(Text segment):
######

While all of Humanity Road’s volunteers work hard to save lives, some of us have uniquely awesome humanitarian stories to share. In this monthly Volunteer Spotlight, you’ll hear about Humanity Road’s best!
Catherine Graham is one of HR’s co-founders, and our Vice-President. She’s a social media expert, who’s helped New Zealand and the U.S. military with social media emergency management, along with too many other positions and accomplishments to do justice here.
She’s always active coordinating our volunteers, and helping them collect and share disaster info. Most recently, she helped coordinate our response to Cyclone Pam in Vanuatu, getting day-by-day info to aid agencies so they knew who needed what urgent help where. Luckily, no one ever told her that executives have people for that!
Tell us about yourself, and what you do day-to-day for HR.

######

(Data section):

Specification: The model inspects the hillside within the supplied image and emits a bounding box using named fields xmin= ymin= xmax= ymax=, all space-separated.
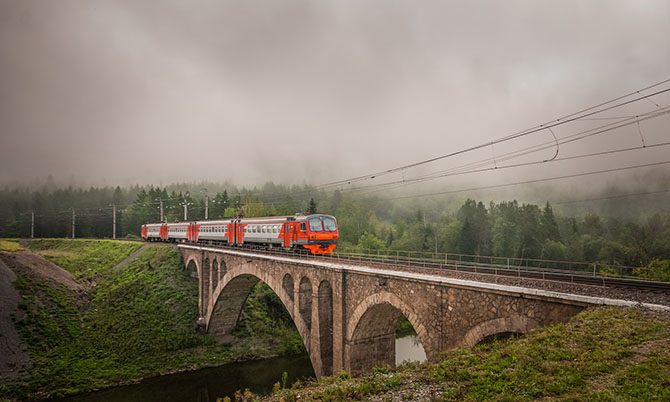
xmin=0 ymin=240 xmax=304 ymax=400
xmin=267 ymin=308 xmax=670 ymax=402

######

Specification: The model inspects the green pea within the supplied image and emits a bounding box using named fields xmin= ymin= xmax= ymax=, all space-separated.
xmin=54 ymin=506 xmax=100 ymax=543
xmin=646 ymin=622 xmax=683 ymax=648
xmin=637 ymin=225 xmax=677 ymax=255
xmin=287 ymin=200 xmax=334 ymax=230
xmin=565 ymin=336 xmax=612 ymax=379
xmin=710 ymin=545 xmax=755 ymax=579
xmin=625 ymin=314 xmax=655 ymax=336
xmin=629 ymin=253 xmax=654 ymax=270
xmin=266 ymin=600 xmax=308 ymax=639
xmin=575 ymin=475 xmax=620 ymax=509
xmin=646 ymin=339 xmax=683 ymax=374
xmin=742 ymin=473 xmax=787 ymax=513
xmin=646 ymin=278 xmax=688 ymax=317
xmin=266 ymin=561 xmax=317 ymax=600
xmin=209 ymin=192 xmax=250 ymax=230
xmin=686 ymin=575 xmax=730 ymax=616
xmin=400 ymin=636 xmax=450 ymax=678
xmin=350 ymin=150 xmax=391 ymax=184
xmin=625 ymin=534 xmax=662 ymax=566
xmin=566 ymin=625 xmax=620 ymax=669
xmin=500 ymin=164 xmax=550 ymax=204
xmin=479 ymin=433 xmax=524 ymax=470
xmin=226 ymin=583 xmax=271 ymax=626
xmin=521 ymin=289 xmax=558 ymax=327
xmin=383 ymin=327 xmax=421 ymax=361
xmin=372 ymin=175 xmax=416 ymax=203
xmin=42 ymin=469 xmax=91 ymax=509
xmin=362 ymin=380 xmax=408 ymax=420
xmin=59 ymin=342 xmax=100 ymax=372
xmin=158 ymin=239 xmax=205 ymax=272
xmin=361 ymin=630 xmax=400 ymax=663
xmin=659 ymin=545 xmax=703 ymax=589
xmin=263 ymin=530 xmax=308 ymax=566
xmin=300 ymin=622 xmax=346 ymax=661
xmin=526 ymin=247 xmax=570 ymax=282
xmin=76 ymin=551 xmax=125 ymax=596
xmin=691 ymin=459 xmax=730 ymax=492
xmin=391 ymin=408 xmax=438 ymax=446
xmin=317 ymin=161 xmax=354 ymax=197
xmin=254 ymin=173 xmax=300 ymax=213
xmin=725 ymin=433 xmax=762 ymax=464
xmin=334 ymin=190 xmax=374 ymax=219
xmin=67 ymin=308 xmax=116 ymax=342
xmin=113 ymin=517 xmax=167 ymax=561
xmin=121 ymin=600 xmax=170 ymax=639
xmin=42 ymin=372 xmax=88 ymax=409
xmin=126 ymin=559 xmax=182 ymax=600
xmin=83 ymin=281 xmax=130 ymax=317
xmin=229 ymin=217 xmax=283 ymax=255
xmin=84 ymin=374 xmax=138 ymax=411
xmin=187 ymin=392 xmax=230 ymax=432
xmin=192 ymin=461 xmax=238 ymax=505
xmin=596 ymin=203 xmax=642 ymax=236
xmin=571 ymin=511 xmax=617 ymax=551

######

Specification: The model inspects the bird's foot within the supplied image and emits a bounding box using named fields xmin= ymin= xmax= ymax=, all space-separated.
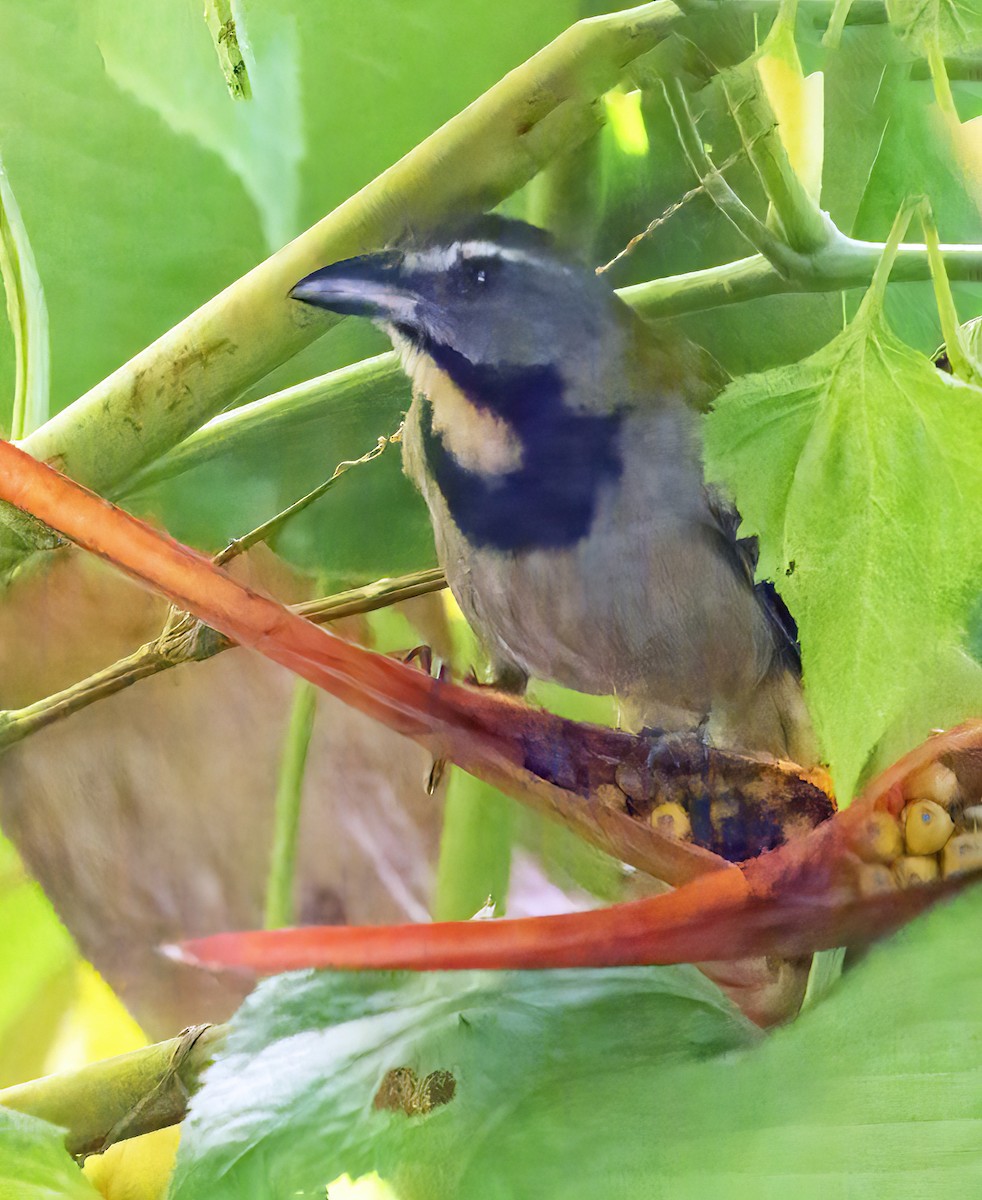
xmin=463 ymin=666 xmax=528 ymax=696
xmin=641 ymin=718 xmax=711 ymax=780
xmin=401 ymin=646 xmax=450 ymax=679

######

(Given request): Continue the Humanity Road volunteer spotlight on Catherine Graham from where it stops. The lines are separate material and are not part of the volunteer spotlight.

(Reply to the task):
I’m a creative person by nature, and so I enjoy helping to create. There is a lot of opportunity for creative people – anything from images to exercises. We are a self-directed team – [Humanity Road is] collective behavior. Everyone is working simultaneously on very different projects. One day I may be working with someone who is writing content for tweeting, and another I may be helping put together [a disaster] exercise for twenty-two nations. It’s small tasks and big ones, but all of them are fun, and my day is sprinkled with ‘Aha!’ moments, surprises and small celebrations. When we have a big event, the team realigns itself, digs in and delivers. It’s amazing to watch!
Big tasks are easy to conquer with teamwork!
So, how did the story of Humanity Road begin?
For each of us, our first moment with Humanity Road started long before it was born. It begins with the decisions we make in the moments that define our life. Like deciding whether or not to get on a train, and then finding that your intuition saved your life. Or to help someone we see struggling to cross a street. This is Humanity at its best.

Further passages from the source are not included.